Shape annotation entries —
== == ==

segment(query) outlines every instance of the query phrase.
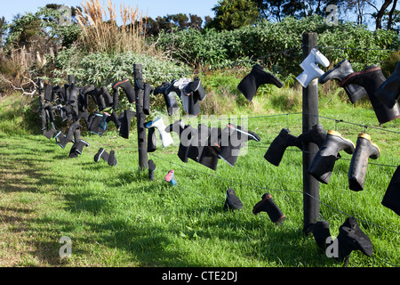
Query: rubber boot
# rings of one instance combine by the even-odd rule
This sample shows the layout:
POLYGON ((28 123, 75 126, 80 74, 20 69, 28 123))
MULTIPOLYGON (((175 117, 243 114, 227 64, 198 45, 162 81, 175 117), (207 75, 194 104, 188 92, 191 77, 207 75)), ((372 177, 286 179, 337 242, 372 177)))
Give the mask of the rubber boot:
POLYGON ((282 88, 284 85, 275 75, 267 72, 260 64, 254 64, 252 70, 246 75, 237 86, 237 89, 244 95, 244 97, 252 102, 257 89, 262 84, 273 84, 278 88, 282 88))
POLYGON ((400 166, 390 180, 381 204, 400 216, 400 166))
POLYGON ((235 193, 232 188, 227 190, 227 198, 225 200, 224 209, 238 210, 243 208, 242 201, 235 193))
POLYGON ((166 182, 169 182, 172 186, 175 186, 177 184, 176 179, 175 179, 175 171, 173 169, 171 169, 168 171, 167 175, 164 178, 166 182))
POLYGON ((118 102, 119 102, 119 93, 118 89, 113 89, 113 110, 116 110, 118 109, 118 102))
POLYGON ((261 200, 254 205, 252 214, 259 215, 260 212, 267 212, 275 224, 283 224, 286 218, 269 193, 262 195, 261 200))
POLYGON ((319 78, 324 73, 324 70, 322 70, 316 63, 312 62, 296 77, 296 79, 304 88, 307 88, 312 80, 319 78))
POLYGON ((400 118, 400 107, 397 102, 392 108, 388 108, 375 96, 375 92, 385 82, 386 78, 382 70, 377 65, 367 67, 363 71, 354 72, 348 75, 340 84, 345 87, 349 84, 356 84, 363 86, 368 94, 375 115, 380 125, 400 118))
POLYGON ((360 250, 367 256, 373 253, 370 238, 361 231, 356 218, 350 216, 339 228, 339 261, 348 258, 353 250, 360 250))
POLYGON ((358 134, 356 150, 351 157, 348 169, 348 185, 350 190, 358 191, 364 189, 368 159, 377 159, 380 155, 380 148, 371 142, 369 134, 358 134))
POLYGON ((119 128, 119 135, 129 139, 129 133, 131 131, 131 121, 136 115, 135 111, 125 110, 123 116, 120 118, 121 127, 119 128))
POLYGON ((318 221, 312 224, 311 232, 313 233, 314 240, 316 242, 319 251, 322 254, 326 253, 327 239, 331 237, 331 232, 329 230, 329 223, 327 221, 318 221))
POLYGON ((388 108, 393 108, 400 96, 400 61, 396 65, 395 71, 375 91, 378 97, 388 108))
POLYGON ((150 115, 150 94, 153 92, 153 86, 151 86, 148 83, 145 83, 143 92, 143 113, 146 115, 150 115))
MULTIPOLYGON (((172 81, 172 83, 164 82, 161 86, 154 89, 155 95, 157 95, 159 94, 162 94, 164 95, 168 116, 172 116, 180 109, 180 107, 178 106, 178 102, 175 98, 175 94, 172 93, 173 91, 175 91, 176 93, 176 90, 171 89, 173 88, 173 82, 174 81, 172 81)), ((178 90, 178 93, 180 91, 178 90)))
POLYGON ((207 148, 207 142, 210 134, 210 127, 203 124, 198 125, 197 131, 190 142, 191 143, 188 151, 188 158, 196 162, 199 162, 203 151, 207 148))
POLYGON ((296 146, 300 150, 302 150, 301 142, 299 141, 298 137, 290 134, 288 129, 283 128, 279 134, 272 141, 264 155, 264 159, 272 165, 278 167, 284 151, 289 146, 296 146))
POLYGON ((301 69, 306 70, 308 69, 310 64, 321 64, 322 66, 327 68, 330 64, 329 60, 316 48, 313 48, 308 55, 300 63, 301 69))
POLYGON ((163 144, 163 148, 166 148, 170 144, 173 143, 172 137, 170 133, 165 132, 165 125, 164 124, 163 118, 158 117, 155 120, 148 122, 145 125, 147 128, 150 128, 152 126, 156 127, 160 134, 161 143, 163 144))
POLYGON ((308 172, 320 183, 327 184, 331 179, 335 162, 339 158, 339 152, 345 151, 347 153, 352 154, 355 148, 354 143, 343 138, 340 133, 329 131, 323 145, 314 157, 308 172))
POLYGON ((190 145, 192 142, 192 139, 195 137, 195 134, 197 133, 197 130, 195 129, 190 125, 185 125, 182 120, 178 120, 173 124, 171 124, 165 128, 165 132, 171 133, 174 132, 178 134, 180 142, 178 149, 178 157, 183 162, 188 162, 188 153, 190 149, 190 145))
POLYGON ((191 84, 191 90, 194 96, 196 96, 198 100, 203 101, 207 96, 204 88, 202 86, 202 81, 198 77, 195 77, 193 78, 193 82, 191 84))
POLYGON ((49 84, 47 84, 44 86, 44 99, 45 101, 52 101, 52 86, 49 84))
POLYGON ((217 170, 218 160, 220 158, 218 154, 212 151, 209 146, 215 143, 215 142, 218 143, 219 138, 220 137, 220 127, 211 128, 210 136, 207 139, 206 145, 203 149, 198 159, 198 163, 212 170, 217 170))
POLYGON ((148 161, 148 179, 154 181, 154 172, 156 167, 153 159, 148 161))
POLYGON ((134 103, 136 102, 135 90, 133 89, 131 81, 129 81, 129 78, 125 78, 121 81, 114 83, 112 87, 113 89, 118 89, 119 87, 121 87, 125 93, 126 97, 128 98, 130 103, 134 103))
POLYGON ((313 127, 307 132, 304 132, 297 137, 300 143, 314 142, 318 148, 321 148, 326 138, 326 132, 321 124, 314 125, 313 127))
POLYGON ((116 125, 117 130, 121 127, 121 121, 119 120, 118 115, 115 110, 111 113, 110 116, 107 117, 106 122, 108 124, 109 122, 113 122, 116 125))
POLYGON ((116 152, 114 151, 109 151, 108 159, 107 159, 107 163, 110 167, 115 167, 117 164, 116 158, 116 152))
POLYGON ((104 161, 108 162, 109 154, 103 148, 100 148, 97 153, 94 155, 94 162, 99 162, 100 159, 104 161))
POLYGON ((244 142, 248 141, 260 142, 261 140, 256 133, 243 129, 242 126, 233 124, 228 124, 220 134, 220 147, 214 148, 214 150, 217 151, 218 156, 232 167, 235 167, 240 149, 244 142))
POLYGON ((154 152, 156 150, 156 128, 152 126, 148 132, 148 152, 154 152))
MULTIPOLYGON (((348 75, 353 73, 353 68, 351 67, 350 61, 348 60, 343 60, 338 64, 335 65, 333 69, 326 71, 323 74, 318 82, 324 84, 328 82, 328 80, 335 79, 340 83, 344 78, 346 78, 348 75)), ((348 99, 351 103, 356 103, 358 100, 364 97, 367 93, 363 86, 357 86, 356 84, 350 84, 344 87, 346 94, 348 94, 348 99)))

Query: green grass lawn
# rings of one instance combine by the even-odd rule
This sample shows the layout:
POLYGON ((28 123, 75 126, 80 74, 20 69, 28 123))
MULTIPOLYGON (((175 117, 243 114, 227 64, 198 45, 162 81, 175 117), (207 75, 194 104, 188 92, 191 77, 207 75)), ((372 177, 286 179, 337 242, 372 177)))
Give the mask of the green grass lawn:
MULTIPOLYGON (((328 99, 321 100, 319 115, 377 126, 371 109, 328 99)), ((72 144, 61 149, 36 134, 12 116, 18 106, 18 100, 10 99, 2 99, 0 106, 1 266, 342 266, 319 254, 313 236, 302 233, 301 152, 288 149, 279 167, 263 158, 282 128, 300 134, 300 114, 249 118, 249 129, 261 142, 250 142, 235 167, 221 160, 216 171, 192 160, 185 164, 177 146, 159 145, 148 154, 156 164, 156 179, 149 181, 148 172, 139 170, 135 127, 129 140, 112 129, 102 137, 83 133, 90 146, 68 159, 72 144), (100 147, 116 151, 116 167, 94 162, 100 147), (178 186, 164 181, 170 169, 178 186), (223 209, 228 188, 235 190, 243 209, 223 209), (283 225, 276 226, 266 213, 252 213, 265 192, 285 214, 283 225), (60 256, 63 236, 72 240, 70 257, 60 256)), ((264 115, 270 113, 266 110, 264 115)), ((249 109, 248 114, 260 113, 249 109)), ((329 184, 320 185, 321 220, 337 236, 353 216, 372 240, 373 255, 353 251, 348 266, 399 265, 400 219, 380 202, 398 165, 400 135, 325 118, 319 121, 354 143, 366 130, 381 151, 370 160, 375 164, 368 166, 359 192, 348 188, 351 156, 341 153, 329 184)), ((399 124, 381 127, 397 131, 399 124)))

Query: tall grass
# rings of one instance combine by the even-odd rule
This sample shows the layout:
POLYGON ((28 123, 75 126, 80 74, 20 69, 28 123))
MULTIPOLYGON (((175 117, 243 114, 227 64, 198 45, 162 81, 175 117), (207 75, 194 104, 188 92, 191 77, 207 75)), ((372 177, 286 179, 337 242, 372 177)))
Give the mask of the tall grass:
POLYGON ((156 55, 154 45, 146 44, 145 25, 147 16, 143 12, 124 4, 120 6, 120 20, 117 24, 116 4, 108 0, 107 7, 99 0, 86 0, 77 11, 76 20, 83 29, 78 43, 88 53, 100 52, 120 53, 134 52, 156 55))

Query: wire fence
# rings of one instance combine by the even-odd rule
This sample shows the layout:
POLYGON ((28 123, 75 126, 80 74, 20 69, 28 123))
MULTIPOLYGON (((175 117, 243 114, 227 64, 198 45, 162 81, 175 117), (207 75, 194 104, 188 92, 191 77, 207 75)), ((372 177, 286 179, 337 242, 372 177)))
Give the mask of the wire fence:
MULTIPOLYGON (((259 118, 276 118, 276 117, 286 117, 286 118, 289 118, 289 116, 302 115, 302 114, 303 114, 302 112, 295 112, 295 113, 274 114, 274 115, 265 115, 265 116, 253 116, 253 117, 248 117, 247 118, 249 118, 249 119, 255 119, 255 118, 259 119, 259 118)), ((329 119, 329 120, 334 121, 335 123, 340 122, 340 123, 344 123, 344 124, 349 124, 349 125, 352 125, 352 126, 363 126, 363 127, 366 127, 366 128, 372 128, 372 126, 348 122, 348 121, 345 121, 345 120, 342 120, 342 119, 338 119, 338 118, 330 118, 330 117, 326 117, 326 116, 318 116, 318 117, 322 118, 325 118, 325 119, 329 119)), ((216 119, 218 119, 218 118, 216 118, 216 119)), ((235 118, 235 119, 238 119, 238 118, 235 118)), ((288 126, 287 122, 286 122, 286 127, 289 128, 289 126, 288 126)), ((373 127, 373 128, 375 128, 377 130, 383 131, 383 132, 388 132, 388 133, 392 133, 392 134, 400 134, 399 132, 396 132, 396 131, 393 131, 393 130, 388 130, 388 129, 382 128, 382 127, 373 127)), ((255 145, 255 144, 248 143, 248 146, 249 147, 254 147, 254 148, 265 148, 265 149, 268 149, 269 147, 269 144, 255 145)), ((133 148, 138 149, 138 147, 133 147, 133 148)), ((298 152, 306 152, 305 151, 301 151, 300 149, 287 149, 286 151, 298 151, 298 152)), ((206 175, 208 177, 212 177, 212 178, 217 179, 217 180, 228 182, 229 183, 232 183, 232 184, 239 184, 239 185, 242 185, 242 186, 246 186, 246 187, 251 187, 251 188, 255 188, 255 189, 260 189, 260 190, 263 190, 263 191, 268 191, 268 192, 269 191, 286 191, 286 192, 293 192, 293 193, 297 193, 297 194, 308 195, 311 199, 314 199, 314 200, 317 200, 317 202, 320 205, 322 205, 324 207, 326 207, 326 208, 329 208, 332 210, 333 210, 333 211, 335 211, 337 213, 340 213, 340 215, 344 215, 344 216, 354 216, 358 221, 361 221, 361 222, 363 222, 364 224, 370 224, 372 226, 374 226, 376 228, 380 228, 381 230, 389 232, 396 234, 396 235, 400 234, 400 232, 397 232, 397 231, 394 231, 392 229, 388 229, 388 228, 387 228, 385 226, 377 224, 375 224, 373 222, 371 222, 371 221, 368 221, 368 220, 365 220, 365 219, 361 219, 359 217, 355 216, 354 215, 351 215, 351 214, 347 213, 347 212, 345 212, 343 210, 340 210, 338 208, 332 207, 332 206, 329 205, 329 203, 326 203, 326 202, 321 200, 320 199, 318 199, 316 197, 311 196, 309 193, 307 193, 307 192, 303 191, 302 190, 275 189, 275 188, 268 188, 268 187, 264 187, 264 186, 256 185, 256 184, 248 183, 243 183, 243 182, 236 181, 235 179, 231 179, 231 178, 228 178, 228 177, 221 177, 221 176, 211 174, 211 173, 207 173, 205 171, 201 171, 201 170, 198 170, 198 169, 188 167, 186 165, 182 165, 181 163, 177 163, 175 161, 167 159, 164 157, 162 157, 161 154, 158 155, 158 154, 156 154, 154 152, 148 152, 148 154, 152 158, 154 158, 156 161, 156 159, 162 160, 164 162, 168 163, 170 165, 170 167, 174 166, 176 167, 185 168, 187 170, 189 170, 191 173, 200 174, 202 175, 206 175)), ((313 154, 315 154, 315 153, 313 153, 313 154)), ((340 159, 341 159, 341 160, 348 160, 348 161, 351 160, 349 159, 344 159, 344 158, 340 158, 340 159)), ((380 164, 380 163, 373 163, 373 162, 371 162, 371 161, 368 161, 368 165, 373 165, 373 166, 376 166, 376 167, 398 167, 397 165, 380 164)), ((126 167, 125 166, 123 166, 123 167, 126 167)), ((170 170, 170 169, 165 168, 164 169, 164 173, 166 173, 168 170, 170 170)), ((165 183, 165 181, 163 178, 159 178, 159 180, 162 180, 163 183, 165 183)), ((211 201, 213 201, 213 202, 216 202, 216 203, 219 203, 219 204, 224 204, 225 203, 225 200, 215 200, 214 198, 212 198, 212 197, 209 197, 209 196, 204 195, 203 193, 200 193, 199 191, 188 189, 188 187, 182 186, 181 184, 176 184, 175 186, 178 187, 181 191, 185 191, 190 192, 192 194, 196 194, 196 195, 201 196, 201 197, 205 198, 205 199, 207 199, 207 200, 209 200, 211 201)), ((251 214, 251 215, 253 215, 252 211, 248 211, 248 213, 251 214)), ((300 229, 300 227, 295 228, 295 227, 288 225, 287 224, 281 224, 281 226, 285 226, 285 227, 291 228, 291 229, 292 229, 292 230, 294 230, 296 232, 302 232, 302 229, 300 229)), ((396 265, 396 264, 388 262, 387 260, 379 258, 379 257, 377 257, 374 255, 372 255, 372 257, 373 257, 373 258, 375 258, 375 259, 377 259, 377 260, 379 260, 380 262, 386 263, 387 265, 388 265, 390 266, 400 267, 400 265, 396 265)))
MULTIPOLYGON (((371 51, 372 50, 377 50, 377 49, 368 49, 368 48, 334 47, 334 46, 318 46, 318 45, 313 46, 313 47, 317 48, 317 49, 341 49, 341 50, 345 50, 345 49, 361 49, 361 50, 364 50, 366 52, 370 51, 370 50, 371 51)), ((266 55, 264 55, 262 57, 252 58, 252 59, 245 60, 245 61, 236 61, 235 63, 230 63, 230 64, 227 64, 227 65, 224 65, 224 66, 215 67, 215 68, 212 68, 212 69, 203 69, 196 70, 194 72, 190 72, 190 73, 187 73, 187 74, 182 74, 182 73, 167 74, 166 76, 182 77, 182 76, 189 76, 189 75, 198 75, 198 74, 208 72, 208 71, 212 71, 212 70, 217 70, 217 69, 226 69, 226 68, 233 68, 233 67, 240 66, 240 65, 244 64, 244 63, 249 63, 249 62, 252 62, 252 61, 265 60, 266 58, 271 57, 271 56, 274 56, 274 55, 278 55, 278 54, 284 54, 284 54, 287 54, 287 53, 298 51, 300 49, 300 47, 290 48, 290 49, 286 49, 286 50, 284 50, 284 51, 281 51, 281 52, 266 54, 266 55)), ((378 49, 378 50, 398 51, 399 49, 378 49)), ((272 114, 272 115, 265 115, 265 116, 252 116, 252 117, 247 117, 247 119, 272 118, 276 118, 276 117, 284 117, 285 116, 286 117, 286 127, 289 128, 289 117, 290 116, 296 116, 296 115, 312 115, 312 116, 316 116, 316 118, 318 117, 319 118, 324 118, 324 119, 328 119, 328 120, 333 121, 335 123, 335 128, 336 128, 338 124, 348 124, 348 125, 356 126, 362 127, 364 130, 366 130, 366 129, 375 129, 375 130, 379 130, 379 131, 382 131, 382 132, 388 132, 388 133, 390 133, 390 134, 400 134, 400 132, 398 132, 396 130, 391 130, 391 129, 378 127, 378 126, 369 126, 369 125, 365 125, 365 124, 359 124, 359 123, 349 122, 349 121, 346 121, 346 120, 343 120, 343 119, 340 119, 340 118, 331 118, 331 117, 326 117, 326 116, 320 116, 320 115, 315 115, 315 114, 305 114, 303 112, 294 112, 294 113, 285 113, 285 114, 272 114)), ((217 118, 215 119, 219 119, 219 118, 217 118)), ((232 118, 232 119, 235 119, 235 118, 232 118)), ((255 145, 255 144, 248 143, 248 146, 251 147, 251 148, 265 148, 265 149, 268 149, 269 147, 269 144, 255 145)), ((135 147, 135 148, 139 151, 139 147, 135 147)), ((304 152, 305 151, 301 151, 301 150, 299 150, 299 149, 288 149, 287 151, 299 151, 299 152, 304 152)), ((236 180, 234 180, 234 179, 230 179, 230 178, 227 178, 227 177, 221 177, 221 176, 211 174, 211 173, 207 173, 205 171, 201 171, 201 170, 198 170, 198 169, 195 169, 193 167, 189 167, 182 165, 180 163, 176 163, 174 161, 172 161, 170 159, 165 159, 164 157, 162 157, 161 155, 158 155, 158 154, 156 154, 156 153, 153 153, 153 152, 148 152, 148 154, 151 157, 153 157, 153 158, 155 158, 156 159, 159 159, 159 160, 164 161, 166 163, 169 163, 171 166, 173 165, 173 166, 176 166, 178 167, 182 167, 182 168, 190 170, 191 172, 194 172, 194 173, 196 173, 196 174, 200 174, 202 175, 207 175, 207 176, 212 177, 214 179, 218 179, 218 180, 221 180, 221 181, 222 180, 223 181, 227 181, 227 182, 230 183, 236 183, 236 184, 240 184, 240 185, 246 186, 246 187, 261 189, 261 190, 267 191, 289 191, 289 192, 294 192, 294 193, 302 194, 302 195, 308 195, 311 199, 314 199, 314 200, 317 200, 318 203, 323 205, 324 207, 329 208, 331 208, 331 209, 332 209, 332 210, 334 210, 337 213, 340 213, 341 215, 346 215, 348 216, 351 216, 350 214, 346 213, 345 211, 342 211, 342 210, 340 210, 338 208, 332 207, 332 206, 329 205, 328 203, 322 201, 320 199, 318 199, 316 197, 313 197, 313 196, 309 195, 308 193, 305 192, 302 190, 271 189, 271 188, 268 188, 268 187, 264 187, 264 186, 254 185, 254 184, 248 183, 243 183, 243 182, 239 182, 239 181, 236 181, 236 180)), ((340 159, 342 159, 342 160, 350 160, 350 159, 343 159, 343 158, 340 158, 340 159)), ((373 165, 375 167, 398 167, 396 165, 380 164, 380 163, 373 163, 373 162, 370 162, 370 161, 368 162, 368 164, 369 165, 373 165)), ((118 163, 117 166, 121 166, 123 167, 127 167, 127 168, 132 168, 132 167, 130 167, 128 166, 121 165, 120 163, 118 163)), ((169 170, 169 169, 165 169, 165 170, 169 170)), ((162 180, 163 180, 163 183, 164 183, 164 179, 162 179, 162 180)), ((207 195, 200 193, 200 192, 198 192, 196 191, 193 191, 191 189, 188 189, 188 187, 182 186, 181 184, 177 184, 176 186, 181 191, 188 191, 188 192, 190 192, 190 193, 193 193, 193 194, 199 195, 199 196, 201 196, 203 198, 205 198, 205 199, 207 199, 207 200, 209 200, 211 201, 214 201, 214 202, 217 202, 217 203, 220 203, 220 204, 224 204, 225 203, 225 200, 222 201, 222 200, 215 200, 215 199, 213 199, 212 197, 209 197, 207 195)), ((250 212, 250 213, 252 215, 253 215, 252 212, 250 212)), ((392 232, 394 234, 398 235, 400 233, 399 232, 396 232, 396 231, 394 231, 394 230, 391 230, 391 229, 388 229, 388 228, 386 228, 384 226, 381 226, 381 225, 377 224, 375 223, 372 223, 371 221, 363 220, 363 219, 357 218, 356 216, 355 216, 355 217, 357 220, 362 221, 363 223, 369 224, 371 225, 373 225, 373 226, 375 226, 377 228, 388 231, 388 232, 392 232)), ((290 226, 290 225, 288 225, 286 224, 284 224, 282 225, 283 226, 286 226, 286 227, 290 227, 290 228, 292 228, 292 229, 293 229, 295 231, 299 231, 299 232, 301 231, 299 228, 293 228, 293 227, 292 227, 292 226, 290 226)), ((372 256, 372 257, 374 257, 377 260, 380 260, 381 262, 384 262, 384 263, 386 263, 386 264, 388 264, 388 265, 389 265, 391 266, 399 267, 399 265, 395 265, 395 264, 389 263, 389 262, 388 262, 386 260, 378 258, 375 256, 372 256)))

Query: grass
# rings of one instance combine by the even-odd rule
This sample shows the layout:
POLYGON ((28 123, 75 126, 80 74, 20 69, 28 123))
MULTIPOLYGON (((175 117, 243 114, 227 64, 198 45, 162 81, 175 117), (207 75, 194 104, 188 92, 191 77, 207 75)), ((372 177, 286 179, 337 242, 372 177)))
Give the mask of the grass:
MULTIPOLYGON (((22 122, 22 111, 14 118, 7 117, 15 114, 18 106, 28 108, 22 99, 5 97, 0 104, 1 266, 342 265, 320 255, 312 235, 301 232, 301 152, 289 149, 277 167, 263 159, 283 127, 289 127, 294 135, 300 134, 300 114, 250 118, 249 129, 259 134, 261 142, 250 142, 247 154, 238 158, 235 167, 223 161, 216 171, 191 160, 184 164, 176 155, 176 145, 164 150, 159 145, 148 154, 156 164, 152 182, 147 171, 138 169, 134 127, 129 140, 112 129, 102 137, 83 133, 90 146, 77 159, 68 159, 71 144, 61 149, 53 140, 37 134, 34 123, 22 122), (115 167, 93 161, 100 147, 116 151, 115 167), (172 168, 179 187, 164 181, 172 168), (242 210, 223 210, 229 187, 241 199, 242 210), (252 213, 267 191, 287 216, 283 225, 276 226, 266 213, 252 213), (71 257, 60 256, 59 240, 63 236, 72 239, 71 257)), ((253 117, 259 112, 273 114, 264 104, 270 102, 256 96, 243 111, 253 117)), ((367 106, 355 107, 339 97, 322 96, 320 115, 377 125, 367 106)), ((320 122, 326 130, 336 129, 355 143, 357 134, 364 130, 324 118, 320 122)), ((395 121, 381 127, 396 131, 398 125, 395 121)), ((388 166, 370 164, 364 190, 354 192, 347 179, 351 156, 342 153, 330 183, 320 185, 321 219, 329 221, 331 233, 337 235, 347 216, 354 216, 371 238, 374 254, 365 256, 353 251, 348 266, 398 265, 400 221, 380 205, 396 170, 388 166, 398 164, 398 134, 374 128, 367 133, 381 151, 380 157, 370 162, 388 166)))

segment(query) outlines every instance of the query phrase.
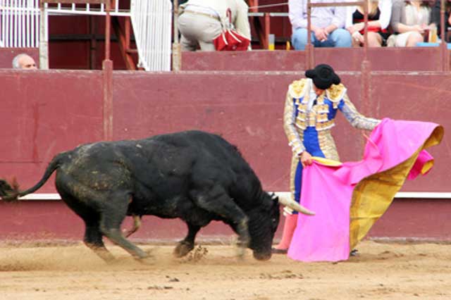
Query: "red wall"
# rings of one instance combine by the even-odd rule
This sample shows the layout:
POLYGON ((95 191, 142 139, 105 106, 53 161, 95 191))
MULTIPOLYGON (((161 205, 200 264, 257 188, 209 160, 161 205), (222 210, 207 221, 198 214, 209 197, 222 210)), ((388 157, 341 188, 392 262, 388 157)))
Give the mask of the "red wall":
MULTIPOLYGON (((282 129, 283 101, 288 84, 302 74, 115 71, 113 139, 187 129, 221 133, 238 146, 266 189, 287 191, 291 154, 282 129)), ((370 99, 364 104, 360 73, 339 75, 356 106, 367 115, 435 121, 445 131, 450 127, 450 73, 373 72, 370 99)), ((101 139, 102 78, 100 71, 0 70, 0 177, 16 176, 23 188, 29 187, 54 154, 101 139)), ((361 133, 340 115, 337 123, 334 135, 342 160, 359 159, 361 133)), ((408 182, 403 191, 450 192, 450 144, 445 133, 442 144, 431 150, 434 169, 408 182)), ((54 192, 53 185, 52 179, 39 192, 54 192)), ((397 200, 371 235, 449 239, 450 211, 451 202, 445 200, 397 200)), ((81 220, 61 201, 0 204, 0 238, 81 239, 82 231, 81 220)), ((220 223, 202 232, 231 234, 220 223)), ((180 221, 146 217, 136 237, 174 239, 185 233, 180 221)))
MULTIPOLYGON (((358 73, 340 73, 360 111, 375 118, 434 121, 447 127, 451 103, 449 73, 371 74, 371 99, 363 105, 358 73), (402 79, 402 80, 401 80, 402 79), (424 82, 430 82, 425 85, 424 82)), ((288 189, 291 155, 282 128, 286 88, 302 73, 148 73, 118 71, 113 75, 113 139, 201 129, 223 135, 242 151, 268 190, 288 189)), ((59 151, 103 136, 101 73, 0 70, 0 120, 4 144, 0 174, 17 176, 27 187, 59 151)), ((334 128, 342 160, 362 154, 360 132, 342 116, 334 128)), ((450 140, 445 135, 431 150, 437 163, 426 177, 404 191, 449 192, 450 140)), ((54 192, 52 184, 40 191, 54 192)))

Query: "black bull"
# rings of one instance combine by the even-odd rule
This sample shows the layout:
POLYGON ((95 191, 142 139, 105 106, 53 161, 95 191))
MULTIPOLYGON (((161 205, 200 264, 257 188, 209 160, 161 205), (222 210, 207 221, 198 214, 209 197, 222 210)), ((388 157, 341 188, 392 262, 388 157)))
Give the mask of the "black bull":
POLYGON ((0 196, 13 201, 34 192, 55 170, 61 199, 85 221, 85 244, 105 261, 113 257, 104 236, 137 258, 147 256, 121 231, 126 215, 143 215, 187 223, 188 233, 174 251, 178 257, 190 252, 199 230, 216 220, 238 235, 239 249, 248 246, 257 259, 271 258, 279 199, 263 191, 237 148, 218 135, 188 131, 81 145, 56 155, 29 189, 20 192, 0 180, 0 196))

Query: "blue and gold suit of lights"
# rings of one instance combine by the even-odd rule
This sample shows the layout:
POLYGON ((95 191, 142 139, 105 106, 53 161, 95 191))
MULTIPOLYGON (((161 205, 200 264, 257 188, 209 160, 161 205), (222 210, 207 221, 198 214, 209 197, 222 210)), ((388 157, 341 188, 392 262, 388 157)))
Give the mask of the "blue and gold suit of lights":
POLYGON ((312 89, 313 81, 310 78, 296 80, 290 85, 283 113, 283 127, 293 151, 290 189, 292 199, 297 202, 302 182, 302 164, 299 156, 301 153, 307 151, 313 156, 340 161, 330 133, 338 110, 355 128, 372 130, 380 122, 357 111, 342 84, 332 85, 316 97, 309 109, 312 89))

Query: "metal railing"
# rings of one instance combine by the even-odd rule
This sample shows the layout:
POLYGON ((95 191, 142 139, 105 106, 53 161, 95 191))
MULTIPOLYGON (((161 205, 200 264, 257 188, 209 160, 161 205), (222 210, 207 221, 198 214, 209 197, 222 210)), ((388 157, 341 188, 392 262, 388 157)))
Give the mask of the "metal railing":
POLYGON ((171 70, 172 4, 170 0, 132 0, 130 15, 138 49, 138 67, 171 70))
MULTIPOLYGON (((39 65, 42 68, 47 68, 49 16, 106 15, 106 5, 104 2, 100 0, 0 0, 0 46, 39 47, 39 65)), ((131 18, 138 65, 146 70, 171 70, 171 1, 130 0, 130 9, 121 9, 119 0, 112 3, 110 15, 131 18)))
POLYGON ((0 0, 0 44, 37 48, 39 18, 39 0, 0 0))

== == ==

Show each line of the rows above that contains the word "railing".

Query: "metal railing"
Give the mask of the "metal railing":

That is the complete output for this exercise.